━━━━━ EXCERPTED DATA

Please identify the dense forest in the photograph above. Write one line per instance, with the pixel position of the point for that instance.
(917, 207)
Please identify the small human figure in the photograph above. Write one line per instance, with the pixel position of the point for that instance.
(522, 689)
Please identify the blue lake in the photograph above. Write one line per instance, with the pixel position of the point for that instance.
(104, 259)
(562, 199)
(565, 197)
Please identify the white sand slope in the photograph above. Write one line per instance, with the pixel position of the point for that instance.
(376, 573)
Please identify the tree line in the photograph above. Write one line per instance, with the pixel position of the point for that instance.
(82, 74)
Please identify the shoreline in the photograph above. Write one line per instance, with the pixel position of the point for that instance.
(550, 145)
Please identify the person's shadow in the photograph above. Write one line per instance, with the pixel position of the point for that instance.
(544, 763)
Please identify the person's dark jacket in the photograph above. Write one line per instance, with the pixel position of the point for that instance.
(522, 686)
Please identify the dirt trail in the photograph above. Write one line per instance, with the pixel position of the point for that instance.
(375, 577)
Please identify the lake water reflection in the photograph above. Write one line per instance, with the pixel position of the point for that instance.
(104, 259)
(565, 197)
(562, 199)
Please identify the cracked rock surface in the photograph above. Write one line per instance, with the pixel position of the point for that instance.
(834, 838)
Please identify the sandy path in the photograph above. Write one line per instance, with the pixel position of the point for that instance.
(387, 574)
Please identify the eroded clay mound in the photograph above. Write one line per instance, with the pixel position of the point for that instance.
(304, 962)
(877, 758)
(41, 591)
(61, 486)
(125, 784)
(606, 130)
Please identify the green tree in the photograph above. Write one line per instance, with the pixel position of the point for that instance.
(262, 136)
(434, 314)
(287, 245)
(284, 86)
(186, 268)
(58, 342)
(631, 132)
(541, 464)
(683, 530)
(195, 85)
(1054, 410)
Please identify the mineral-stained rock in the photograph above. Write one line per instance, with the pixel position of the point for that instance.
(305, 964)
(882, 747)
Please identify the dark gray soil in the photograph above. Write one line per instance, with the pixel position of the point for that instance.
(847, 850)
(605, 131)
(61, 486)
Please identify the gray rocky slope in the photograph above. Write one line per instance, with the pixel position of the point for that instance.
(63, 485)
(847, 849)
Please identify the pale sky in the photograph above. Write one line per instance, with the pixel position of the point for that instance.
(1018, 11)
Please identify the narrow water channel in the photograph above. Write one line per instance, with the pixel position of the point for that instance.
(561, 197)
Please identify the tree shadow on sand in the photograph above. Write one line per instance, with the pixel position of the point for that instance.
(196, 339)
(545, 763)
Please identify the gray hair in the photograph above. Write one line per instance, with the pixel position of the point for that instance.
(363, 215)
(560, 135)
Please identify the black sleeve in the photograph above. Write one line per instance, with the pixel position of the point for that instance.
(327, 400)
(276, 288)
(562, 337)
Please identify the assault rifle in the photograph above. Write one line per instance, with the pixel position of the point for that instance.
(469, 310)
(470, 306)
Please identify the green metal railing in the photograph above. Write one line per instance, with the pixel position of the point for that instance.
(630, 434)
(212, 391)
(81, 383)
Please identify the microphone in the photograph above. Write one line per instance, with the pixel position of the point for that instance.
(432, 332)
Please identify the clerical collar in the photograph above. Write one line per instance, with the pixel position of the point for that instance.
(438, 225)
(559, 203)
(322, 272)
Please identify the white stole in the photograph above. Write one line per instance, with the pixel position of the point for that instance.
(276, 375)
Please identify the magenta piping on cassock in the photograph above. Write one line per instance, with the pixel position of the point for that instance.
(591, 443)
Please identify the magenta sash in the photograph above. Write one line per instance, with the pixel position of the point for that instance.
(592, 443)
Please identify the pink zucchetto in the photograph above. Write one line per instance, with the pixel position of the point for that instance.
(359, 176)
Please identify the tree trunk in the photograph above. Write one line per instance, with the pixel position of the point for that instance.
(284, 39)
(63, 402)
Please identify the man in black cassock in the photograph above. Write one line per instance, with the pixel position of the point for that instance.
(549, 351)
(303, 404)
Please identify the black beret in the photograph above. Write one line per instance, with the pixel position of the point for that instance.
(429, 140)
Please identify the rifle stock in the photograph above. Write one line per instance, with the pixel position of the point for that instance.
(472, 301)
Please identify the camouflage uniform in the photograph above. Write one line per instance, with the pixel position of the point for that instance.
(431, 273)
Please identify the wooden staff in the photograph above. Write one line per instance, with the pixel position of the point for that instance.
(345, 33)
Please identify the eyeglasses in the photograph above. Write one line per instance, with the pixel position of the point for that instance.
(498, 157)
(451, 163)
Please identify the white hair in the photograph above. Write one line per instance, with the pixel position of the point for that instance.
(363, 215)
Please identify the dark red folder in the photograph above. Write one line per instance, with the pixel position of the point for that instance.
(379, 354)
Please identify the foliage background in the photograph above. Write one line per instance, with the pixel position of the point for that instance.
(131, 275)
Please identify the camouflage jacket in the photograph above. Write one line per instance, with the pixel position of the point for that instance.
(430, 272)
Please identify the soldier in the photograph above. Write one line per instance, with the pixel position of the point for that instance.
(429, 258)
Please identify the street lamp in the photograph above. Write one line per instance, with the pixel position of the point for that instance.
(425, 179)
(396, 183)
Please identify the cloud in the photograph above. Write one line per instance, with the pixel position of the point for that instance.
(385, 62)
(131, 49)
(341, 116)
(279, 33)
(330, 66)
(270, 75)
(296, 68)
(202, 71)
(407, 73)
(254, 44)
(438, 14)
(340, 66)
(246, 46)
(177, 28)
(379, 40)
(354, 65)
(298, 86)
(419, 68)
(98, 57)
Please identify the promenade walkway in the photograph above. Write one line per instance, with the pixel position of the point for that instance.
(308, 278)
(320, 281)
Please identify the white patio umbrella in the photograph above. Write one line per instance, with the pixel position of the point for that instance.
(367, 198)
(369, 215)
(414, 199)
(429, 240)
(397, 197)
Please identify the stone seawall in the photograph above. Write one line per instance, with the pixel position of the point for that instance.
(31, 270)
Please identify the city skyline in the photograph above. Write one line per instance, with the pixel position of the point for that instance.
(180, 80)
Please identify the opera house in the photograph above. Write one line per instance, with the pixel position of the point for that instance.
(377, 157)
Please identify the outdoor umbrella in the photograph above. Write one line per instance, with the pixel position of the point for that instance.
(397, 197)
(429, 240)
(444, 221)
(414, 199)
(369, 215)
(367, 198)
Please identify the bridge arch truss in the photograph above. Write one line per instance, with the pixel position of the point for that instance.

━━━━━━━━━━

**EXERCISE AIM:** Extract every line above exactly as it stands.

**SOLVED PROBLEM:**
Please identify the dense forest in the photograph above. Write one line per instance, with the pixel position of the point for that instance.
(917, 207)
Please identify the small human figure in the photograph above. Write one line per instance, with the pixel position of the point for that instance.
(522, 689)
Please identify the blue lake in the photograph above. Write one line per instance, with the pixel position of the point for that instance.
(104, 259)
(562, 199)
(565, 197)
Please identify the white sand slope in the photograph above. Write one line per instance, with the pixel position of the point for that instance.
(376, 573)
Please identify the tree line in the photograph above. Write one line per instance, with the pixel position of the point for that instance.
(82, 74)
Please identify the shoreline in the photograph above. Write one line per instance, with the pixel position of the point for that instance.
(550, 145)
Please identify the person's shadow in the photograph above. Write one line per instance, with the pixel position of the point for that instance.
(544, 763)
Please identify the person's dark jacket in the photograph above. Write one line per instance, with the pixel position of the point for that instance.
(522, 686)
Please identify the dirt trail in the photograph above. Write one line per instance, with the pixel position of the point for that instance.
(375, 577)
Please identify the lake water reflection in the photograph above. Write one line per instance, with the pixel position of the point for that instance.
(104, 259)
(565, 197)
(562, 199)
Please identify the cracked rock surface in the photograph above. Write one line per instance, with the pixel position of the point for that instance.
(834, 838)
Please identify the sandy path in the photograph above. Write one line per instance, with the pixel position of the point for that instance.
(387, 574)
Please identify the eroded clay mound in the photograph above. Write one line per instance, with the pixel position of the point for that instance.
(304, 962)
(877, 758)
(41, 591)
(61, 486)
(125, 784)
(606, 130)
Please identify the green tree in the photograph above. Write one line per instance, with the pixel position of the point for that instance.
(262, 136)
(434, 314)
(287, 245)
(284, 86)
(186, 268)
(58, 342)
(631, 132)
(541, 464)
(683, 530)
(195, 85)
(1054, 410)
Please identify the mineral-stained rock in the photograph above. Write one line per instance, with the pixel position of the point for that instance.
(305, 964)
(882, 747)
Please identify the dark gray soil in the photograph above. Write one line per instance, with the pixel position of the point for that instance.
(847, 850)
(605, 131)
(61, 486)
Please identify the gray rocky slope in the photograph above. Write one line per instance, with the pixel position of the point for that instance.
(63, 485)
(847, 849)
Please identify the pale sky in the photograph above. Write one line per instance, with the pixel position of the point for that instance.
(1018, 11)
Please identify the narrow water channel in the photograph above. Write one line per instance, with the pixel position of the point for that instance.
(561, 197)
Please identify the tree shadow on sand in the photograph above. Write one line per instance, with the pixel position of the point for that instance.
(196, 339)
(545, 763)
Please identify the gray hair in the photograph above. Write one line per instance, with the pixel position of the point for that instance.
(363, 215)
(560, 135)
Please identify the black sleeve in the photograph above. Write one line per instance, with the pixel position of the point for that instance.
(327, 400)
(276, 288)
(562, 337)
Please identify the assault rifle in the photograph above. Write one line per instance, with the pixel position of the point for that instance.
(469, 310)
(470, 306)
Please identify the green metal railing in the photograph above. Write one line per instance, with the pixel position of the point for that instance.
(630, 434)
(212, 391)
(81, 383)
Please identify the microphone in the photograph above. Write one line per instance, with the pixel position of the point for that instance.
(432, 332)
Please identify the clerical collar in the photograph above. Write one line per instance, with the pixel position of the point for that instance.
(438, 225)
(559, 203)
(322, 272)
Please identify the white stole in the photograph above. Write one line per instance, with the pixel position of the point for that instance.
(276, 375)
Please identify the magenta piping on cassock in the photograph above. Write one line per instance, with the pixel position of the point for that instance.
(591, 443)
Please identify the magenta sash in the photograph above. Write one line per instance, with the pixel position of the point for that instance.
(592, 443)
Please identify the pink zucchetto in the photograph above. Write one line per instance, with the pixel position of the point for that instance.
(359, 176)
Please identify the tree trunk in the photograph above. Write one line per instance, with the pixel position of the point for that instance.
(284, 39)
(63, 402)
Please identify the man in black cassock in the photograph above. Write one line per instance, with the pixel position of the point for that instance.
(549, 351)
(303, 404)
Please identify the black beret in the photograph above. Write one line per instance, with the pixel position of the point for that instance.
(429, 140)
Please identify the rifle stock in the photograph above. Write one line per instance, with the pixel position of the point for that instance.
(472, 301)
Please identify the camouflage uniform in the photograph above. Write one line per instance, with the pixel position of the point for that instance.
(431, 273)
Please identify the wooden staff in the photograph above. Write one line per instance, with the pixel position of the point for that instance.
(345, 33)
Please identify the eyeglasses in the photograph above. Write one line per instance, with the pixel position of the point for that instance.
(498, 157)
(451, 163)
Please identify the white hair in the photograph above. Write one line per instance, with the pixel position of the point for that instance.
(363, 215)
Please identify the dark red folder in the photograph above. Write one line per instance, with the pixel position of the point for that instance.
(379, 354)
Please identify the foliage background in the photograph above. Write one line per instance, with the pixel position of the point for that instance.
(131, 275)
Please identify the camouflage jacket in the photograph above. Write one line per instance, with the pixel position of the point for that instance.
(430, 272)
Please identify the soldier in the photograph above. Write one line per instance, with the pixel position of the point for that instance.
(429, 258)
Please identify the street lamp in the photograph above. Write one line per instance, with the pixel position of the point for that instance.
(425, 179)
(396, 183)
Please identify the cloud in the photograph above. Write one line per instance, with the pixel position of the point for that instance.
(385, 62)
(131, 49)
(341, 116)
(279, 33)
(330, 66)
(270, 75)
(296, 68)
(202, 71)
(407, 73)
(254, 44)
(438, 14)
(340, 66)
(246, 46)
(177, 28)
(379, 40)
(354, 65)
(298, 86)
(419, 68)
(98, 57)
Please identify the promenade walkway in the photograph above. Write one line per instance, with the pixel position of the point for that instance.
(308, 278)
(320, 281)
Please identify the white patio umbrella in the photograph above. Write one line per instance, with the pixel position of the point for that instance.
(367, 198)
(369, 215)
(414, 199)
(429, 240)
(397, 197)
Please identify the stone seawall in the photograph above. Write one line per instance, with the pixel position of the point for that instance.
(31, 270)
Please identify the city skyline in the photograph above. Write one line per instance, with the pixel position of the point for that instance.
(180, 80)
Please identify the opera house in the photograph above. Write one line per instance, with the pixel position of the point for that instance.
(377, 157)
Please identify the outdoor umbrella in the photograph above. Write one line per instance, with the pixel position of the point for that instance.
(397, 197)
(429, 240)
(444, 221)
(414, 199)
(369, 215)
(367, 198)
Please identify the bridge arch truss in the photograph above. Write one line per instance, with the pixel position of the point for that instance.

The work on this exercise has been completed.